[Brano fornito]

==================================================

Che attrezzatura fotografica hai usato nel passato, e quale stai attualmente utilizzando?
Lavorando esclusivamente in analogico tutto il mio "parco" macchine risulta datato e, purtroppo, fuori produzione. La prima fotocamera che utilizzai fu una splendida Zeiss Ikon Contarex Ciclope del 1958 (acquistata usata) corredata da ottiche che si collocano ancora oggi ai vertici fra quelle prodotte per le reflex 35 mm. Un po’ di tempo dopo volli accostare al classico 24x36 anche un apparecchio di medio formato, trovai (sempre usata) una Koni Omega Rapid 6x7 cm. a telemetro, dotata di dorsi ed obiettivi intercambiabili. Posso ritenermi fortunato d’averla scovata in quanto molto presto la Koni si estinse a causa del costo proibitivo degli otturatori che divennero gradualmente più cari da produrre del resto della fotocamera. Nel 1980 acquistai una Hasselblad 500ELM, con motore di avanzamento elettrico incorporato, corredata da alcune ottiche e, noblesse oblige da un robusto treppiede per sostenerla. Nel 1981 acquistai due corpi macchina e varie ottiche di quella che all’epoca era considerata un apparecchio di riferimento in ambito professionale: la mitica Nikon F3, automatica. Questo modello introdusse l’automatismo a priorità di diaframmi. Disegnata da Giorgetto Giugiaro venne prodotta, in varie versioni, fino al 2000 anno in cui, per celebrare i 20 anni di produzione, fu introdotta sul mercato una versione commemorativa, venduta in un cofanetto di legno denominata "F3 Hp 1980-2000". Quando nel 2003 ricominciai ad interessarmi, nuovamente, di fotografia mi feci subito un regalo: acquistai, usato ma in splendide condizioni, un eccezionale apparecchio medio formato supergrandangolare: la favolosa Hasselblad 903 SWC. L’Hasselblad prese il classico obiettivo Zeiss Biogon 38mm f/4,5 e lo montò in un barilotto dotato di otturatore a lamelle ottenendo, così, una fotocamera adattissima per riprese in spazi ristretti, ideale per fotografie in interni oltre che essere eccellente per lavori più generici. L’obiettivo Zeiss Biogon ha un angolo di copertura di 90° in diagonale, ossia di 72° in orizzontale per l’intero formato 6x6. L’obiettivo, in possesso di un’eccellente trasmissione luminosa, non richiede speciali filtri graduati concentrici per compensare la caduta di luce ai bordi tipica dei supergrandangolari. L’ultimo mio acquisto (2005) è stato un altro modello Hasselblad, la 503 CW, dal funzionamento affidabile completamente meccanico, con otturatore centrale e tempi di esposizione compresi fra 1 secondo e 1/500 di secondo.

==================================================

[Dati di partenza]
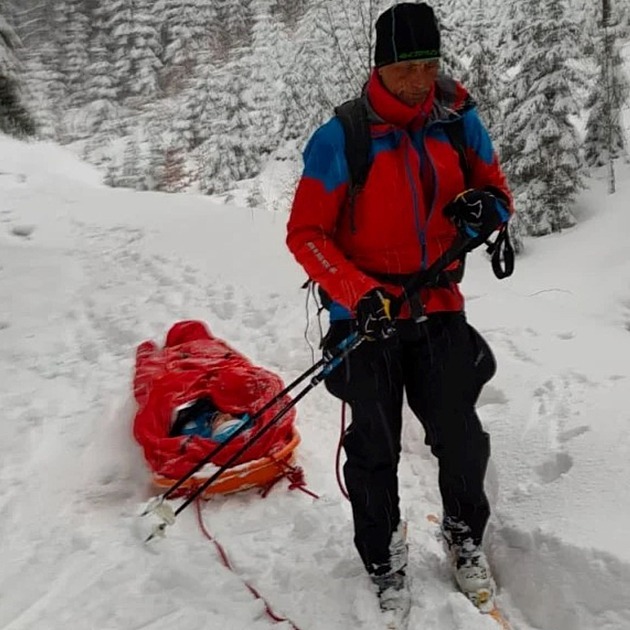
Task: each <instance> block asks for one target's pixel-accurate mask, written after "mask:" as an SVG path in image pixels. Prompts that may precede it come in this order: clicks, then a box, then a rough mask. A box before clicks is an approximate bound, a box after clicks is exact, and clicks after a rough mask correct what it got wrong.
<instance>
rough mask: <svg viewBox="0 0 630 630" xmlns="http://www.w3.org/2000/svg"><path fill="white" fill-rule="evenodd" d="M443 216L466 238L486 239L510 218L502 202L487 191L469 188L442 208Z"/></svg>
mask: <svg viewBox="0 0 630 630" xmlns="http://www.w3.org/2000/svg"><path fill="white" fill-rule="evenodd" d="M444 216H446V217H447V218H449V219H452V220H453V222H454V223H455V225H457V228H458V229H459V230H460V231H461V232H462V233H464V234H466V235H467V236H470V237H472V238H478V237H479V238H480V239H481V240H482V241H484V240H485V239H487V238H488V237H489V236H490V234H492V232H494V231H495V230H496V229H497V228H499V227H501V225H503V224H504V223H506V222H507V220H508V219H509V218H510V214H509V212H508V211H507V209H506V207H505V204H504V202H503V201H502V200H501V199H499V198H498V197H496V196H495V195H493V194H492V192H490V191H488V190H479V189H475V188H469V189H468V190H465V191H464V192H463V193H460V194H459V195H457V197H455V199H453V201H451V202H450V203H449V204H447V206H446V207H445V208H444Z"/></svg>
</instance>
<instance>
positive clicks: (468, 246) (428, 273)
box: [392, 235, 475, 312]
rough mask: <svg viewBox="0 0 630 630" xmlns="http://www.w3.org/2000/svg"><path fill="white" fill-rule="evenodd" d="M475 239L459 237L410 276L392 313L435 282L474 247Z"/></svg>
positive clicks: (460, 236) (395, 310) (399, 309)
mask: <svg viewBox="0 0 630 630" xmlns="http://www.w3.org/2000/svg"><path fill="white" fill-rule="evenodd" d="M474 241H475V239H473V238H465V237H463V236H461V235H460V236H459V237H458V238H457V239H456V240H455V242H454V243H453V245H452V246H451V247H450V248H449V249H447V250H446V251H445V252H444V253H443V254H442V255H441V256H440V257H439V258H438V259H437V260H436V261H435V262H434V263H433V264H431V265H430V266H429V267H427V268H426V269H422V270H421V271H419V272H418V273H416V274H414V275H413V276H411V278H410V279H409V282H408V283H406V284H405V285H404V287H403V292H402V295H401V296H399V297H398V298H396V302H395V303H394V304H393V305H392V309H393V312H397V311H396V309H398V310H400V308H401V306H402V305H403V303H404V302H405V301H406V300H408V299H409V296H410V295H413V294H414V293H417V292H418V291H419V290H420V289H421V288H422V287H425V286H427V285H430V284H432V283H434V282H436V280H437V278H438V277H439V276H440V274H441V273H442V272H443V271H444V270H445V269H446V268H447V267H449V266H450V265H452V264H453V263H454V262H455V261H456V260H458V259H459V258H461V257H462V256H463V255H464V254H465V253H467V252H468V251H469V250H470V249H471V248H472V247H473V246H474Z"/></svg>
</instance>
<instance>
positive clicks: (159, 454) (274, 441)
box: [133, 321, 300, 497]
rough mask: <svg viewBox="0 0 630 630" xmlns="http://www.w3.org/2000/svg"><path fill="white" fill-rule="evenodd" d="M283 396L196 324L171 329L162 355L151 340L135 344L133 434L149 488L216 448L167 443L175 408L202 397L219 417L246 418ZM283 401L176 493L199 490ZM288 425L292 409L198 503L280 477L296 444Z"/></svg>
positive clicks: (171, 475)
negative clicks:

==================================================

Prosegui il brano sull'attrezzatura fotografica analogica, riprendendo subito dopo l'ultima frase riportata.

Quali sono gli scatti ai quali sei particolarmente legato?
Potrò sembrare retorico ma devo dire che sono legato a tutte le mie foto. Scelgo, allora, due immagini che possono rappresentare una (Così, lieve...) il primo periodo, quello legato alla fotografia figurativa...
...e l’altra (Khepera) a raffigurare l’attuale mio modo di operare sempre più vicino alla trasformazione dell’oggetto/soggetto e all’astrattismo.
Quali sono i tuoi progetti attuali e quali quelli per il futuro?
Attualmente sto ultimando un lavoro, avviato due anni fa ed a cui tengo molto, relativo ai sogni, speriamo bene... Oltre a questo è possibile che possa esporre in alcune gallerie italiane, vedremo...
Hai mai esposto le tue immagini in mostre fotografiche personali o collettive?
Nei primi anni ’80 ho esposto perlopiù nel Triveneto. Nel 2008 (5 Aprile–3 Maggio) ho tenuto una Mostra personale a Roma, con la pubblicazione del relativo catalogo, presso la GALLERIA GALLERATI, via Apuania, 55 con un buon successo sia di pubblico che di critica.
Hai mai avuto riconoscimenti in concorsi fotografici o pubblicazioni delle tue foto su libri o riviste?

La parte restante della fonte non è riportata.